■ TASK PROMPT: Exactly transcribe the span of lines from the one containing "Query: duck's folded wing" through the final line of the entries, inclusive, and nothing outside it. Exclude the pictures.

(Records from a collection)
----
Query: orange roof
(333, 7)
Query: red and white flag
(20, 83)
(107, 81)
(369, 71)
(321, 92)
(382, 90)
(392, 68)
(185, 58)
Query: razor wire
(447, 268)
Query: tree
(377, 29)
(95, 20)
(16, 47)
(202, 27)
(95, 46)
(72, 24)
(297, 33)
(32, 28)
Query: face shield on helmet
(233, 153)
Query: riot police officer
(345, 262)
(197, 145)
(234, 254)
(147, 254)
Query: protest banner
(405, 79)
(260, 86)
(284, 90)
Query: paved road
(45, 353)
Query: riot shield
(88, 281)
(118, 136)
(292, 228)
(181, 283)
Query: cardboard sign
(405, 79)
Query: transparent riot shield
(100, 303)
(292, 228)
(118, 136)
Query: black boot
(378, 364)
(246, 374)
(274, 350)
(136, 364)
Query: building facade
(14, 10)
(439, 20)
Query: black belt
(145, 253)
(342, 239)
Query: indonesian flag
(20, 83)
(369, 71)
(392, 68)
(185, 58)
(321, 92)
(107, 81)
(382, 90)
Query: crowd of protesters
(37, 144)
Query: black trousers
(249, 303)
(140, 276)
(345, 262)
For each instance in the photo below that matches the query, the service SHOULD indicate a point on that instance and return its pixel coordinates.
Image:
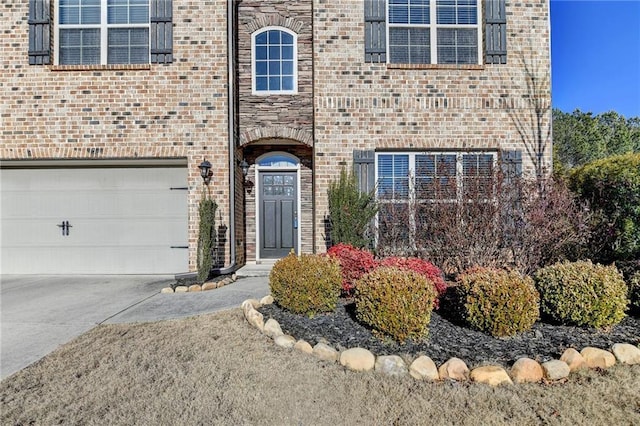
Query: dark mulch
(447, 339)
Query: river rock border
(423, 368)
(217, 282)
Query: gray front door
(278, 214)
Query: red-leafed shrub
(427, 269)
(354, 263)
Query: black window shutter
(375, 32)
(39, 32)
(511, 165)
(161, 31)
(495, 32)
(364, 169)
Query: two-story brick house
(109, 106)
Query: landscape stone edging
(209, 285)
(527, 370)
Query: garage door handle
(65, 227)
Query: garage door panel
(123, 220)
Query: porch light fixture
(244, 166)
(205, 171)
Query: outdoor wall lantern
(205, 171)
(244, 166)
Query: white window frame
(253, 62)
(103, 26)
(411, 199)
(433, 27)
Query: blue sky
(595, 56)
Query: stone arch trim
(274, 20)
(258, 133)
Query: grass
(216, 369)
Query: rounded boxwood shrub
(634, 294)
(582, 294)
(306, 284)
(423, 267)
(496, 301)
(395, 302)
(354, 263)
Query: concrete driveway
(40, 313)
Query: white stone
(454, 369)
(492, 375)
(272, 328)
(526, 370)
(423, 368)
(357, 359)
(597, 358)
(555, 369)
(626, 353)
(325, 352)
(267, 300)
(391, 365)
(285, 341)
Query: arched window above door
(278, 160)
(274, 61)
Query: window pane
(287, 38)
(274, 56)
(261, 52)
(261, 38)
(128, 46)
(287, 52)
(274, 83)
(261, 83)
(457, 12)
(287, 68)
(409, 45)
(274, 52)
(79, 46)
(457, 46)
(261, 67)
(274, 68)
(287, 83)
(128, 11)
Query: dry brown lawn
(216, 369)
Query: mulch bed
(447, 339)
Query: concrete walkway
(40, 313)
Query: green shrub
(612, 188)
(206, 237)
(306, 284)
(582, 294)
(395, 302)
(496, 301)
(634, 294)
(350, 211)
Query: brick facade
(181, 110)
(361, 106)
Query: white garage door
(107, 220)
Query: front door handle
(65, 227)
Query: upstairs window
(103, 32)
(434, 31)
(274, 61)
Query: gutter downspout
(231, 130)
(232, 143)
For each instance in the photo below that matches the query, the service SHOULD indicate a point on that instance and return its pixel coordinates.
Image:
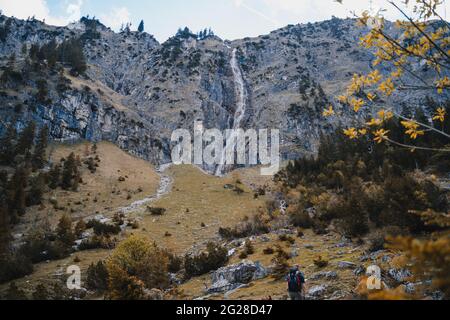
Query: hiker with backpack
(296, 284)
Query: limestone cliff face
(137, 91)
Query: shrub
(215, 257)
(80, 228)
(64, 231)
(97, 242)
(14, 293)
(175, 263)
(14, 267)
(246, 228)
(134, 265)
(320, 262)
(103, 229)
(300, 218)
(286, 238)
(41, 293)
(97, 277)
(281, 265)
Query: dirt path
(165, 186)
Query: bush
(320, 262)
(98, 242)
(281, 265)
(215, 257)
(97, 277)
(15, 294)
(246, 228)
(41, 293)
(103, 229)
(300, 218)
(64, 231)
(175, 263)
(135, 265)
(286, 238)
(14, 267)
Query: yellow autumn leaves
(440, 115)
(412, 129)
(380, 135)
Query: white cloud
(116, 18)
(24, 9)
(316, 10)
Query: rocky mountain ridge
(136, 91)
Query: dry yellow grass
(95, 195)
(197, 198)
(321, 246)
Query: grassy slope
(95, 194)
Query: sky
(229, 19)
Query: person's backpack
(295, 281)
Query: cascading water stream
(241, 94)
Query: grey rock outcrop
(232, 277)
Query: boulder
(328, 275)
(316, 292)
(232, 277)
(399, 275)
(346, 265)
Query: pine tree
(4, 228)
(39, 156)
(141, 26)
(54, 176)
(7, 146)
(69, 172)
(16, 194)
(64, 230)
(42, 94)
(26, 139)
(36, 192)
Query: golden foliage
(135, 265)
(430, 259)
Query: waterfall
(241, 94)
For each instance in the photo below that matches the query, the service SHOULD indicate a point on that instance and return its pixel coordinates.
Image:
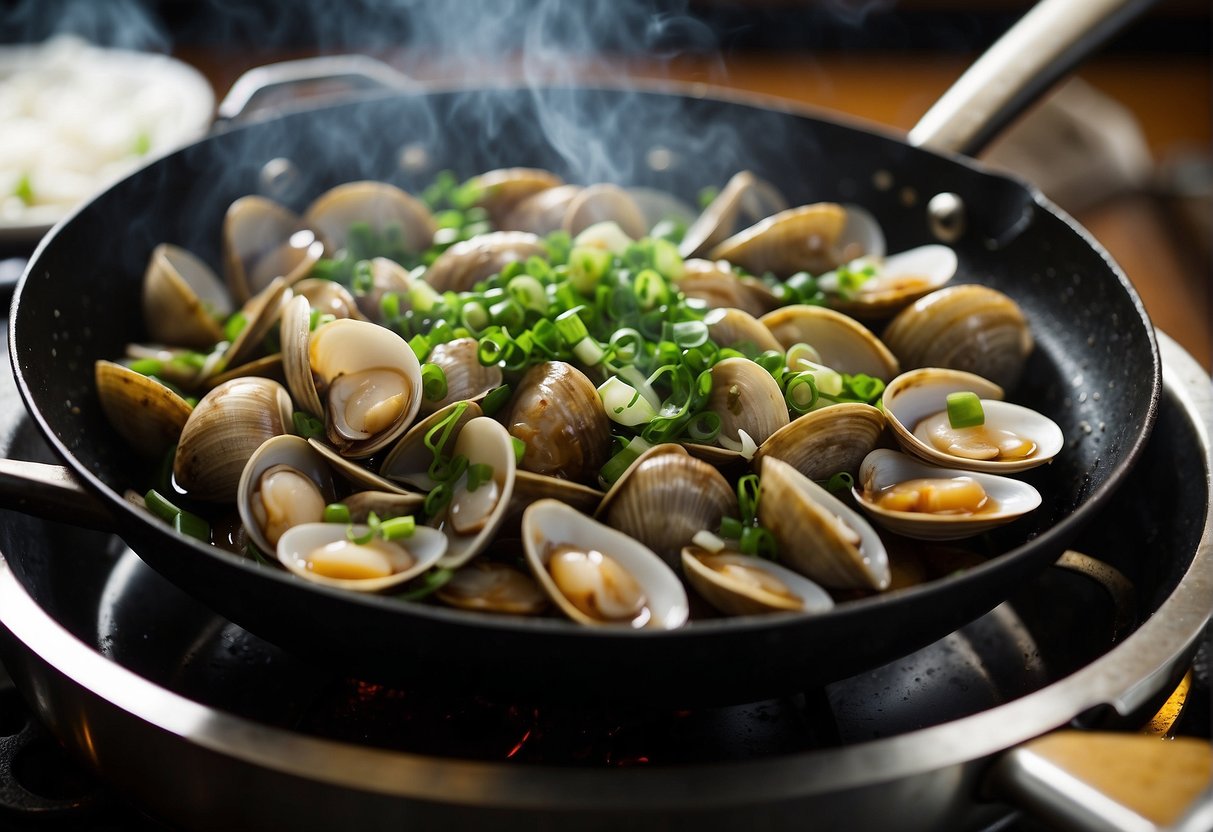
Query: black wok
(1094, 369)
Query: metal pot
(208, 728)
(1098, 381)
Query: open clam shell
(918, 394)
(299, 483)
(323, 553)
(627, 586)
(1008, 499)
(371, 382)
(738, 583)
(472, 518)
(818, 535)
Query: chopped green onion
(306, 425)
(964, 410)
(433, 382)
(426, 585)
(624, 404)
(398, 528)
(336, 512)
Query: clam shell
(604, 203)
(342, 348)
(665, 499)
(825, 442)
(426, 546)
(223, 431)
(968, 328)
(494, 587)
(713, 576)
(504, 188)
(803, 518)
(409, 460)
(466, 263)
(148, 415)
(801, 239)
(739, 329)
(917, 394)
(843, 343)
(552, 523)
(746, 398)
(183, 300)
(379, 204)
(483, 442)
(901, 279)
(466, 377)
(716, 284)
(292, 452)
(884, 467)
(556, 410)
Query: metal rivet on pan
(946, 215)
(279, 180)
(414, 158)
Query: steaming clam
(889, 283)
(223, 431)
(1013, 438)
(557, 412)
(598, 576)
(184, 302)
(825, 442)
(816, 534)
(379, 205)
(147, 414)
(927, 502)
(324, 553)
(842, 342)
(665, 499)
(477, 511)
(745, 585)
(466, 263)
(969, 328)
(284, 484)
(371, 382)
(489, 586)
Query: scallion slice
(964, 410)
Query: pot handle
(1100, 781)
(1046, 44)
(340, 74)
(51, 491)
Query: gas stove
(244, 733)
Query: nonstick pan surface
(1094, 369)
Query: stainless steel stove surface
(239, 733)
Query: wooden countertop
(1169, 97)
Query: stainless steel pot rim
(1123, 678)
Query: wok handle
(348, 72)
(52, 493)
(1046, 44)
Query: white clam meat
(598, 576)
(324, 553)
(927, 502)
(1013, 438)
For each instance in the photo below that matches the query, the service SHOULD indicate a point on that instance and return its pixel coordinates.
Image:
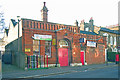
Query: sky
(104, 12)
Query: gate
(63, 56)
(36, 61)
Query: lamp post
(18, 17)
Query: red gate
(82, 57)
(63, 56)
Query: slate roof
(110, 31)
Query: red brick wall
(92, 55)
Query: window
(111, 40)
(63, 43)
(115, 41)
(37, 25)
(36, 47)
(27, 23)
(31, 24)
(48, 48)
(87, 29)
(40, 25)
(34, 24)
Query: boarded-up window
(36, 47)
(48, 48)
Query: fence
(21, 60)
(111, 56)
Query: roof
(14, 22)
(110, 31)
(44, 7)
(87, 32)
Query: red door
(63, 56)
(82, 57)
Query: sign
(27, 49)
(43, 37)
(91, 44)
(82, 40)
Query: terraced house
(65, 45)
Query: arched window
(111, 40)
(63, 43)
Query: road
(107, 72)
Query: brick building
(64, 44)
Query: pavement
(11, 71)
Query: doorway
(82, 57)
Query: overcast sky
(104, 12)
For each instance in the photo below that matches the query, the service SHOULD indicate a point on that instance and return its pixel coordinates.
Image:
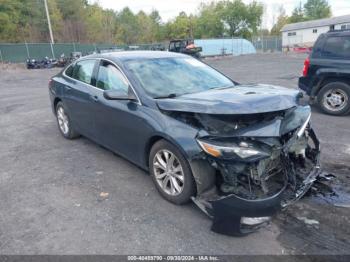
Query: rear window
(337, 47)
(83, 70)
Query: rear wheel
(64, 123)
(334, 98)
(171, 173)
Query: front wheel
(171, 173)
(334, 98)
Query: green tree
(317, 9)
(180, 27)
(240, 18)
(282, 20)
(297, 15)
(208, 22)
(127, 27)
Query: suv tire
(334, 98)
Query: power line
(49, 21)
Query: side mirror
(119, 95)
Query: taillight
(306, 66)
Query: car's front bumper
(227, 211)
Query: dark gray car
(240, 152)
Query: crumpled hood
(241, 99)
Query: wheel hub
(168, 172)
(335, 100)
(62, 120)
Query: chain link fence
(16, 53)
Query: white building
(304, 34)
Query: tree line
(81, 21)
(311, 10)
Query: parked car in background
(240, 152)
(185, 46)
(326, 73)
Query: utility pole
(48, 21)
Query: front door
(77, 96)
(118, 123)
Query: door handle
(94, 98)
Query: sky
(168, 9)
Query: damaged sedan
(241, 153)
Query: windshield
(163, 77)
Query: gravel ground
(50, 187)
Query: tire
(334, 98)
(179, 172)
(64, 123)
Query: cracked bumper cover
(227, 211)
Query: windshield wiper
(172, 95)
(222, 87)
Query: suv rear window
(337, 47)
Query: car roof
(121, 56)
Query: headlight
(230, 150)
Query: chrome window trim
(99, 59)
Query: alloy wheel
(63, 121)
(168, 172)
(335, 100)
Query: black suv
(326, 73)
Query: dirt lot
(50, 187)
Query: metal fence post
(27, 49)
(53, 53)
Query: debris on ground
(308, 221)
(104, 194)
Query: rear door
(77, 96)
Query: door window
(83, 71)
(109, 77)
(337, 47)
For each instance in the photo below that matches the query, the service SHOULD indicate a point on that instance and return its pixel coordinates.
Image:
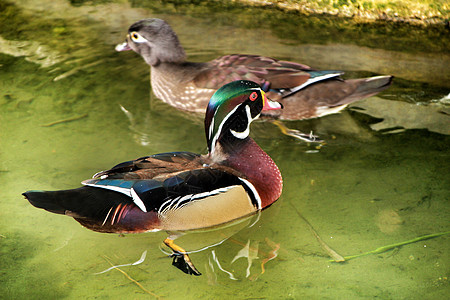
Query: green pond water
(382, 177)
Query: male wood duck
(304, 92)
(182, 191)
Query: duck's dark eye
(253, 96)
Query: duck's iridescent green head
(231, 110)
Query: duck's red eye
(253, 96)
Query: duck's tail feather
(367, 87)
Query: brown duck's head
(230, 112)
(155, 41)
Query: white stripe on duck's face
(244, 134)
(209, 211)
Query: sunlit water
(382, 177)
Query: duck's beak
(271, 105)
(123, 47)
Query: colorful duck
(182, 191)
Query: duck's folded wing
(148, 167)
(165, 194)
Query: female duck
(182, 191)
(304, 92)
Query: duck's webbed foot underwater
(181, 259)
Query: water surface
(381, 178)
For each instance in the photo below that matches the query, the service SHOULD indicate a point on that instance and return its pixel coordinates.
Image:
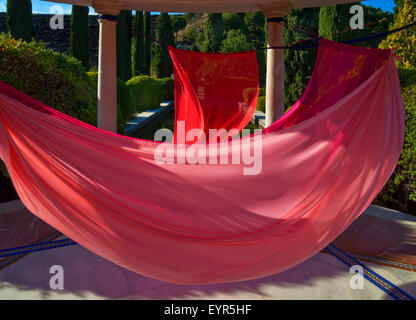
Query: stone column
(107, 64)
(275, 89)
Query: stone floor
(88, 276)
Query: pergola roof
(206, 5)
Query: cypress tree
(19, 19)
(147, 43)
(213, 33)
(162, 64)
(124, 20)
(138, 45)
(79, 42)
----
■ RESPONSE:
Query: duck's folded wing
(148, 167)
(165, 194)
Query: female duck
(182, 191)
(304, 92)
Query: duck's webbed foot underwater
(181, 259)
Query: water surface
(381, 178)
For each instance in the photo below that matches the query, the service SHOULD indicate a point on that instance and return its pixel coordinates.
Image:
Query: stone column
(107, 64)
(275, 89)
Query: stone floor
(88, 276)
Query: pergola roof
(206, 5)
Query: cypress tree
(19, 19)
(147, 43)
(213, 33)
(162, 64)
(124, 20)
(138, 45)
(79, 42)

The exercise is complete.